====== READING PASSAGE ======

Futures traders increased bets the euro will fall against the dollar, according to figures from the Washington-based Commodity Futures Trading Commission. The difference in the number of wagers by hedge funds and other large speculators on a decline in the euro compared with those on a gain -- so-called net shorts -- was 71,424 on April 20, compared with net shorts of 55,464 a week earlier.

The Chicago Board Options Exchange Volatility Index, also known as the Wall Street fear index, jumped 31 percent yesterday, the most since October 2008, on concern that European deficits will spur a global financial crisis.

Sterling weakened against all of its 16 most-traded counterparts after Besley said further evidence is needed to show the recovery is taking hold. A report last week showed Britain’s economy grew 0.2 percent in the first quarter, half the pace of the previous three months.

====== GIVEN RECORDS ======

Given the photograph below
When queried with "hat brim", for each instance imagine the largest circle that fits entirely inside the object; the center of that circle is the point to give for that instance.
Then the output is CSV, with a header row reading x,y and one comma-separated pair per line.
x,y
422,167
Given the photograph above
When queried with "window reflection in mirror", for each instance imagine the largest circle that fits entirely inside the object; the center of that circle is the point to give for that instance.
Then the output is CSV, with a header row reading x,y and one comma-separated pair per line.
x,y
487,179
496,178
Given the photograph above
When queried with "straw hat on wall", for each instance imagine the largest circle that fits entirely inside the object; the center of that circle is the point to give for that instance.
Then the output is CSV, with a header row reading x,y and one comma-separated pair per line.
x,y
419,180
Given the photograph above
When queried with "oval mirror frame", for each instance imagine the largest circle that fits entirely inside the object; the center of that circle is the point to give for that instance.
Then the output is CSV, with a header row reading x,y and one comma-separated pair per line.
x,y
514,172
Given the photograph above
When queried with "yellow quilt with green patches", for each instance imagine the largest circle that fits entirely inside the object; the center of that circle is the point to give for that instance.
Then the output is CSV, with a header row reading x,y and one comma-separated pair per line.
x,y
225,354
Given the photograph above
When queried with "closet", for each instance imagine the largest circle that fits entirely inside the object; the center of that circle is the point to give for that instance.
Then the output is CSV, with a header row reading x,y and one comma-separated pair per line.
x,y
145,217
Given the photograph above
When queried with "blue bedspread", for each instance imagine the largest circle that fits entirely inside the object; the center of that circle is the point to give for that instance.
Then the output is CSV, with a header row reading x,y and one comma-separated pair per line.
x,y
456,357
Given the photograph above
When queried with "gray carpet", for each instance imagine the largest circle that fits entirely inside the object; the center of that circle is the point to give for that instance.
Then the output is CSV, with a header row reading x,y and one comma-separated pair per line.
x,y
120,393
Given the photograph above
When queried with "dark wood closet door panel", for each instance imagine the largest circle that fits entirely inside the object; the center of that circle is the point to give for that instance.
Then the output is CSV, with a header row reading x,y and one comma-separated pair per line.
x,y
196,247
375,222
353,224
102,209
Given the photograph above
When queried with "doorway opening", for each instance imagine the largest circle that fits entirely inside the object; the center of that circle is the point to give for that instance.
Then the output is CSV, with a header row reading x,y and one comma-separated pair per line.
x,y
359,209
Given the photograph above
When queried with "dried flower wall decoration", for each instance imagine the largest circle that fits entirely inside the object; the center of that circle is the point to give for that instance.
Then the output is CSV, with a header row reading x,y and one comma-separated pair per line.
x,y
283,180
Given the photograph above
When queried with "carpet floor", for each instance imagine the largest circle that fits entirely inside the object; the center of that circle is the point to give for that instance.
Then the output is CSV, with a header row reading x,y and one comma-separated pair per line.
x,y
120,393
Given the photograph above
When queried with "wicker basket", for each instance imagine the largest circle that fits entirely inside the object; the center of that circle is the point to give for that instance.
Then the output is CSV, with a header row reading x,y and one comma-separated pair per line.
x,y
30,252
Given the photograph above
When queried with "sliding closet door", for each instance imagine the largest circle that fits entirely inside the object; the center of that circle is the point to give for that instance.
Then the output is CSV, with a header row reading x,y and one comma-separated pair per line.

======

▸ **PROBLEMS**:
1. Please list every currency named in the passage on currency and market moves.
2. Gather each line of the records that contains the string "flower", treating uppercase and lowercase as different.

▸ **ANSWERS GIVEN**:
1.
euro
dollar
sterling

2.
When queried with "dried flower wall decoration", for each instance imagine the largest circle that fits entirely inside the object; the center of that circle is the point to give for that instance.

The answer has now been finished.